**YOUR ASSIGNMENT**: Using the listing below, copy every line that mentions "hand".

**RECORDS FOR THE TASK**:
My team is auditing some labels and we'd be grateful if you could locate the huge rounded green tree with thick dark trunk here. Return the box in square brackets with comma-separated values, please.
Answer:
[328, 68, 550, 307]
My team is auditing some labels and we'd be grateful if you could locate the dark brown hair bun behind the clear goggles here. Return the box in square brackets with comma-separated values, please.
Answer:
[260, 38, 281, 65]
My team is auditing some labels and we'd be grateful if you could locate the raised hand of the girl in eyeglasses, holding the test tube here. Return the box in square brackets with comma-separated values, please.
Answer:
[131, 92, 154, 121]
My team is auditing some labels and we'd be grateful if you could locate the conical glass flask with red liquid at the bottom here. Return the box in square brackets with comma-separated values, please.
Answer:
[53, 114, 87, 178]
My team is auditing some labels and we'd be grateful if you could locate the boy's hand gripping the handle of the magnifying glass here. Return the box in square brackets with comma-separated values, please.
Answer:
* * *
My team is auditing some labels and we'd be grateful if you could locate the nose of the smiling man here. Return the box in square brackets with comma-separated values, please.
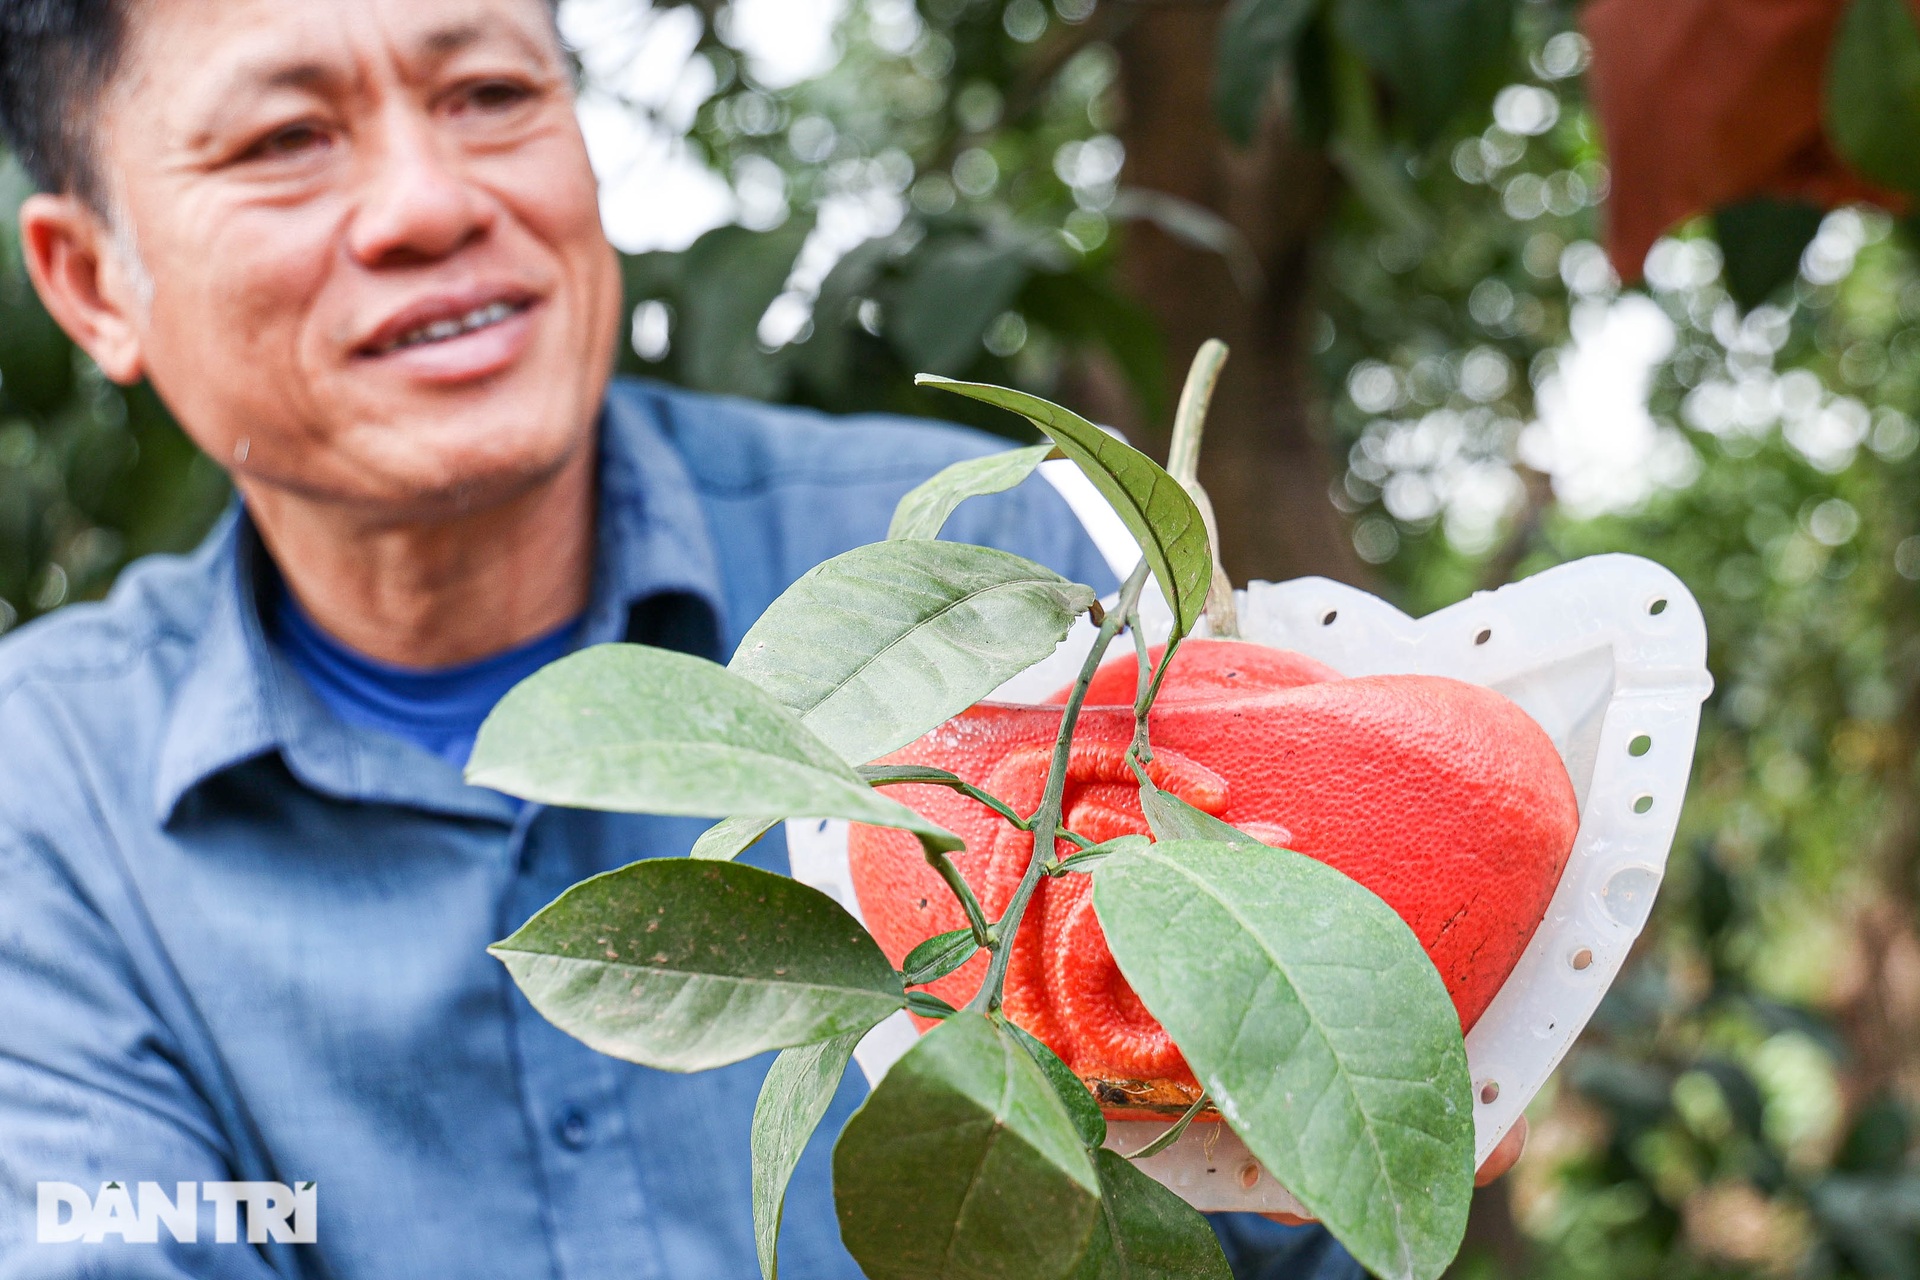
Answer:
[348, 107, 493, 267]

**ANSWER SPACE**:
My team is auditing some labels and we'd be grateful if you could locate the raised hand of the girl in eyeglasses, holding the test tube here. Return the box in square brackets with comma-separated values, please.
My team is auditing some labels and we'd be grateful if you could locate the boy's hand gripping the handle of the magnifying glass here. Return the box in square brackets with comma-separated values, please.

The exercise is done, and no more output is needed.